• _引用文_:
::::::::::
川村渇真の「知性の泉」

魅力のない話を延々と続ける指導者はダメ


無駄な話は仕事を邪魔するだけ

 新年早々などの決まった時期には、社員全員を一カ所に集めて、社長や重役が話をすることが多い。せっかく集めて話すのだから、それなりの内容を期待するのが当然だろう。自分が企業に勤めていたときの経験だが、わざわざ集まって聞くほどではない内容を、30分以上のかけて話していた。知人にも尋ねたが、そんな状況は当たり前のようだ。
 社員を集めて話を聞かせるというのは、その間だけ仕事を停止することを意味する。価値のない話をするぐらいなら、本来の仕事をやってもらったほうがよい。全員が30分や1時間も無駄にするなんて、トップが何も考えずに仕事を進めている証拠だ。
::::::::::
• _元データ_:
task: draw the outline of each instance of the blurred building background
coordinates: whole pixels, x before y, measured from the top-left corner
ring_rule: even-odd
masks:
::::::::::
次の1.〜3.の記述が引用文の内容と合っているかを、それぞれ「はい」か「いいえ」で答えてください。判断の根拠となる引用文の言葉も、そのまま抜き出して添えてください。
1. 社員を集めて話を聞かせている間は、仕事が止まることになる。
2. 筆者が知人に尋ねたところ、そうした状況はめったにないとのことだった。
3. 価値のない話をするよりも、本来の仕事をしてもらうほうがよい。

• _想定される解答_:
1. はい。「社員を集めて話を聞かせるというのは、その間だけ仕事を停止することを意味する。」
2. いいえ。「知人にも尋ねたが、そんな状況は当たり前のようだ。」
3. はい。「価値のない話をするぐらいなら、本来の仕事をやってもらったほうがよい。」